Write all of the entries again. Keep them exactly as they are.

━━━━━ TASK INPUTS

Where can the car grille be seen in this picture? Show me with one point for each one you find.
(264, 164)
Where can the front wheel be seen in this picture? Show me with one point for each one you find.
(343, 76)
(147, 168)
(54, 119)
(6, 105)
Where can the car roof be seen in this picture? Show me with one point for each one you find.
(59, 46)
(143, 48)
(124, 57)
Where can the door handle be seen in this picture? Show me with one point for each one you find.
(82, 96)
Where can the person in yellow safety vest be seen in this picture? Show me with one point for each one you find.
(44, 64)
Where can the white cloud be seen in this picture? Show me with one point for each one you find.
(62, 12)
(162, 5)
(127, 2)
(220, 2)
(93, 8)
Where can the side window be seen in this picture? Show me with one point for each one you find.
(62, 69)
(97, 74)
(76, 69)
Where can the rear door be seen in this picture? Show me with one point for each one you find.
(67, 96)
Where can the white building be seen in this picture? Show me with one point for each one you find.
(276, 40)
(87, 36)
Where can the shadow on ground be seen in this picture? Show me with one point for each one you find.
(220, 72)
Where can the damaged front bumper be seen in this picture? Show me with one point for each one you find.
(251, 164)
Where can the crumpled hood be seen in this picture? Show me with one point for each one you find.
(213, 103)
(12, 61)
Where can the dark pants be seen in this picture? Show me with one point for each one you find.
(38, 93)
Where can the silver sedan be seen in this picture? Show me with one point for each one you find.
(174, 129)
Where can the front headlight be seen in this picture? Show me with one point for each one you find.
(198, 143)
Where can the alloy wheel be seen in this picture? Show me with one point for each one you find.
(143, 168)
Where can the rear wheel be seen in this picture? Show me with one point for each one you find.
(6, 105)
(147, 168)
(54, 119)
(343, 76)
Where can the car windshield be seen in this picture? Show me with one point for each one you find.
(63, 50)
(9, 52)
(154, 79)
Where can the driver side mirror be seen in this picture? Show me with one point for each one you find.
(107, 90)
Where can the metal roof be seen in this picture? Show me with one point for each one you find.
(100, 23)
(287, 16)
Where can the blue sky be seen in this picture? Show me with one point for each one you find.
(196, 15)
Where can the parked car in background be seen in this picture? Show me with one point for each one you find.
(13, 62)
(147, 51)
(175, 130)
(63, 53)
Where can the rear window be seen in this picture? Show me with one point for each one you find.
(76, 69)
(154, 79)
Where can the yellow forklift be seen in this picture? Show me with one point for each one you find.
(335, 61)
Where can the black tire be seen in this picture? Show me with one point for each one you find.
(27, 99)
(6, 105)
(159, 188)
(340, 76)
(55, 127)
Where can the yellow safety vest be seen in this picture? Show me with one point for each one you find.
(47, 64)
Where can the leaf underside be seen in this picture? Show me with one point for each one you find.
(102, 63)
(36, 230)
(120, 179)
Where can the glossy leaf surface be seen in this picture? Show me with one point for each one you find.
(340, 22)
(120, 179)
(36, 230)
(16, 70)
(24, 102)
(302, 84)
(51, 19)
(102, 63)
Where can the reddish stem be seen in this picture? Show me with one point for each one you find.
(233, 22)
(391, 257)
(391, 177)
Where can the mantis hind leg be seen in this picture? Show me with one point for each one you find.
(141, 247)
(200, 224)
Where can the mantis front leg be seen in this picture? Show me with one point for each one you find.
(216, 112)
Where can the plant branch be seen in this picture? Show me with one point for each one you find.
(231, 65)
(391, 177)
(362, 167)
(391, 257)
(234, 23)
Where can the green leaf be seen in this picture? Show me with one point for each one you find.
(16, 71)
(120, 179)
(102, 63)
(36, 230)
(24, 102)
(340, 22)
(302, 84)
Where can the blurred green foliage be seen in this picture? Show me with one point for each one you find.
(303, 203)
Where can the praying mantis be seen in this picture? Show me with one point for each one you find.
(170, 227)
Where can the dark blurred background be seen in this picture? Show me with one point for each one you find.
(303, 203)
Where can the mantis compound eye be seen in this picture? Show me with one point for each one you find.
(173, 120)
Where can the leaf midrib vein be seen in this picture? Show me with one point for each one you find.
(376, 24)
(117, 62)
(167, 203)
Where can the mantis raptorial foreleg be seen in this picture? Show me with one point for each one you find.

━━━━━━━━━━

* [RESULT]
Where can the car grille be seen in this picture? Show me with one point for each one you find.
(264, 164)
Where can the front wheel be seen in this picture? Show me with one point for each one you find.
(343, 76)
(147, 168)
(54, 119)
(6, 105)
Where can the car roof be seen in this picture? Show me with one point for each one you find.
(59, 46)
(143, 48)
(124, 57)
Where can the door handle be seen in this picture? Show me with one point for each one you find.
(82, 96)
Where can the person in yellow safety vest be seen in this picture? Show me with one point for each one you find.
(44, 64)
Where can the white cloud be seen in this picture? Show me with one point for each one you find.
(62, 12)
(162, 5)
(127, 2)
(220, 2)
(93, 8)
Where can the side window be seen in this picture? Show me with one point for each one you find.
(62, 69)
(97, 74)
(76, 69)
Where can the rear door be seen in this picture? Show me with one point for each one you find.
(67, 96)
Where can the white building be seen in this picture? Show me with one point for each one you find.
(276, 40)
(87, 36)
Where can the shadow on ground be seen in this picture? Show me with one point for each one you find.
(220, 72)
Where can the damaged front bumper be seen in this picture? Show me with one point for each one you find.
(251, 164)
Where can the crumpled hood be seen in this picture? Show me with one point for each one you find.
(213, 103)
(12, 61)
Where can the dark pants be seen in this picture? Show me with one point for each one you find.
(38, 93)
Where can the silver sedan be seen in this picture? Show me with one point for each one you find.
(174, 129)
Where can the front headlight be seen in this picture? Show me with one point for each one you find.
(198, 143)
Where can the alloy wheel be seen in this picture? Show me with one point for each one you find.
(143, 168)
Where can the rear wheel be seen in this picture? Show me with one point for each one you find.
(6, 105)
(147, 168)
(54, 119)
(343, 76)
Where can the car windshield be seen in this picture? Show me with one point for each one you find.
(63, 50)
(9, 52)
(154, 79)
Where can the driver side mirror be seen in this picture? Show me with one point for each one you find.
(107, 90)
Where can the metal roof be seen in this picture? Show me with one point for each one you find.
(100, 23)
(287, 16)
Where can the blue sky be seen in this picture? Show me with one point for each one you find.
(196, 15)
Where can the parked car in background be seen in this picture? Show me with one point for each one you find.
(13, 62)
(147, 51)
(175, 130)
(63, 53)
Where can the rear window be seen in this picture? Show me with one point for each one you find.
(76, 69)
(154, 79)
Where can the yellow forklift be seen in this picture? Show me with one point for each one you find.
(335, 61)
Where can the black tire be seen in this picture? Show me with one point for each one you find.
(27, 99)
(6, 105)
(159, 188)
(340, 76)
(55, 127)
Where can the yellow safety vest be seen in this picture? Show me with one point for each one you find.
(47, 64)
Where can the leaf underside be seen in this picture? Show me with one point for each one you find.
(102, 63)
(36, 230)
(120, 179)
Where can the glossy leaf surface be seen in this picture? Show me with one point for each one you find.
(340, 22)
(120, 179)
(36, 230)
(16, 70)
(24, 102)
(302, 84)
(51, 19)
(102, 63)
Where can the reddish stem be seen in this picture? Show me with one point for each one you find.
(233, 22)
(391, 257)
(391, 177)
Where can the mantis hind leg be seen in this picture? Show me with one point for each one you find.
(141, 247)
(200, 224)
Where can the mantis front leg be seen in this picture? Show me with one point for each one you find.
(216, 112)
Where can the plant branch be seen in this picture? Show me with one point for each one you find.
(231, 65)
(391, 177)
(362, 167)
(391, 257)
(234, 23)
Where can the green leaf be seen in this picture? Show me with one point for each one you find.
(16, 71)
(120, 179)
(102, 63)
(36, 230)
(24, 102)
(340, 22)
(302, 84)
Where can the blurred green foliage be seen in this picture? Show me with one point for each one you find.
(303, 203)
Where can the praying mantis be seen in this picture? Show me with one point for each one you find.
(170, 227)
Where can the dark blurred background be seen in this picture? Show me with one point for each one you find.
(303, 203)
Where can the mantis compound eye be seen in this picture? Show me with one point for each one you find.
(173, 120)
Where can the leaf midrib vein be seen in this picture? Show me with one point for each one you find.
(376, 24)
(117, 62)
(167, 203)
Where can the mantis raptorial foreleg be seen in this picture? Show me with one point for each one you find.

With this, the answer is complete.